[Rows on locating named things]
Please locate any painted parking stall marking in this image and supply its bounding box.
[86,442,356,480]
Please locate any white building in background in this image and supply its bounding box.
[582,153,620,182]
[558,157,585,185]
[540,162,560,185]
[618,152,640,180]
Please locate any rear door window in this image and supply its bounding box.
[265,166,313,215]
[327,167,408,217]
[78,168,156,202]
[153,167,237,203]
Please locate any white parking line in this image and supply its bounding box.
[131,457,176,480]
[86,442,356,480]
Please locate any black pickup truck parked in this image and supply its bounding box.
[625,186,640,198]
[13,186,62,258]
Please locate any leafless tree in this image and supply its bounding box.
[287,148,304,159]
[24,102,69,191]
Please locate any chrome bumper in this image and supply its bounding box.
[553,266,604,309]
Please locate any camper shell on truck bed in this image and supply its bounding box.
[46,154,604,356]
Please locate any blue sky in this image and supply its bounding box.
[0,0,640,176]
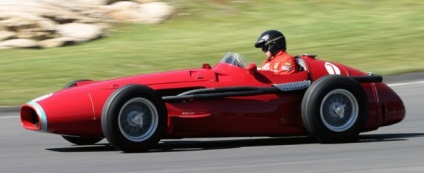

WHAT THIS TASK INVOLVES: Copy all of the rows above without changing a single character, and leave the picture out of your copy.

EXERCISE RESPONSE:
Please locate any painted parking stall marking in this image and supply its bounding box.
[86,442,356,480]
Please locate any white building in background in this image and supply its bounding box.
[582,153,620,182]
[558,157,585,185]
[540,162,560,185]
[618,152,640,180]
Please locate any rear door window in this image and supply its bounding box.
[265,166,313,215]
[327,167,408,217]
[78,168,156,202]
[153,167,237,203]
Please locate any white parking line in this image and supply its bounding box.
[131,457,176,480]
[86,442,356,480]
Please locate any black pickup truck parked in this image and supply its bounding box.
[625,186,640,198]
[13,186,62,258]
Please locate any leafless tree in this image and supply its bounding box.
[287,148,304,159]
[24,102,69,191]
Please locate any chrome bumper in this image and supply its bounding box.
[553,266,604,309]
Please locate any camper shell on truck bed in this image and supply its bounding box.
[46,154,604,356]
Please locate any blue sky in this image and supply its bounding box.
[0,0,640,176]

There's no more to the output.